DOCUMENT PASSAGE:
The reason for the confusion is simple: Many key pundits who get to explain what's going on from the op-ed pages of the major U.S. newspapers and from the TV talk shows prefer that the American people don't fully grasp what's happening. Otherwise, the people might realize the dangers ahead and demand substantial changes in U.S. government policies.

But a few basic points can help decipher the confusion: Perhaps the most important is that -- although it's rarely acknowledged in the mainstream U.S. media -- Israel is now allied with Saudi Arabia and other Sunni Persian Gulf states, which are, in turn, supporting Sunni militants in Al-Qaeda and the Islamic State. Sometimes directly, sometimes indirectly, this Israel-Saudi bloc sustains Al-Qaeda and, to a somewhat lesser degree, the Islamic State.

SHORT TASK: Reproduce verbatim the portion of the commentary on Middle East alliances above, beginning with the words "The reason for" and ending after the words "degree, the Islamic State.".

RECORDS:
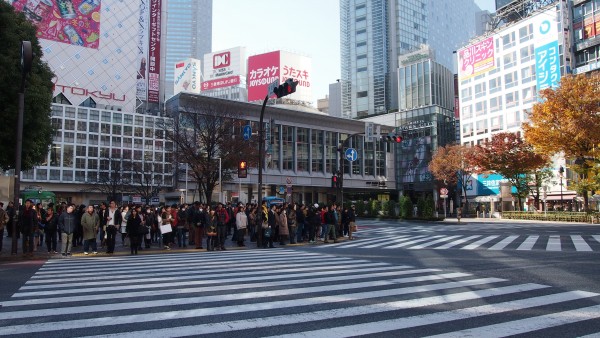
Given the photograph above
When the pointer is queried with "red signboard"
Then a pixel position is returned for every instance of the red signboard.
(262, 70)
(220, 83)
(154, 52)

FULL SOLUTION:
The reason for the confusion is simple: Many key pundits who get to explain what's going on from the op-ed pages of the major U.S. newspapers and from the TV talk shows prefer that the American people don't fully grasp what's happening. Otherwise, the people might realize the dangers ahead and demand substantial changes in U.S. government policies.

But a few basic points can help decipher the confusion: Perhaps the most important is that -- although it's rarely acknowledged in the mainstream U.S. media -- Israel is now allied with Saudi Arabia and other Sunni Persian Gulf states, which are, in turn, supporting Sunni militants in Al-Qaeda and the Islamic State. Sometimes directly, sometimes indirectly, this Israel-Saudi bloc sustains Al-Qaeda and, to a somewhat lesser degree, the Islamic State.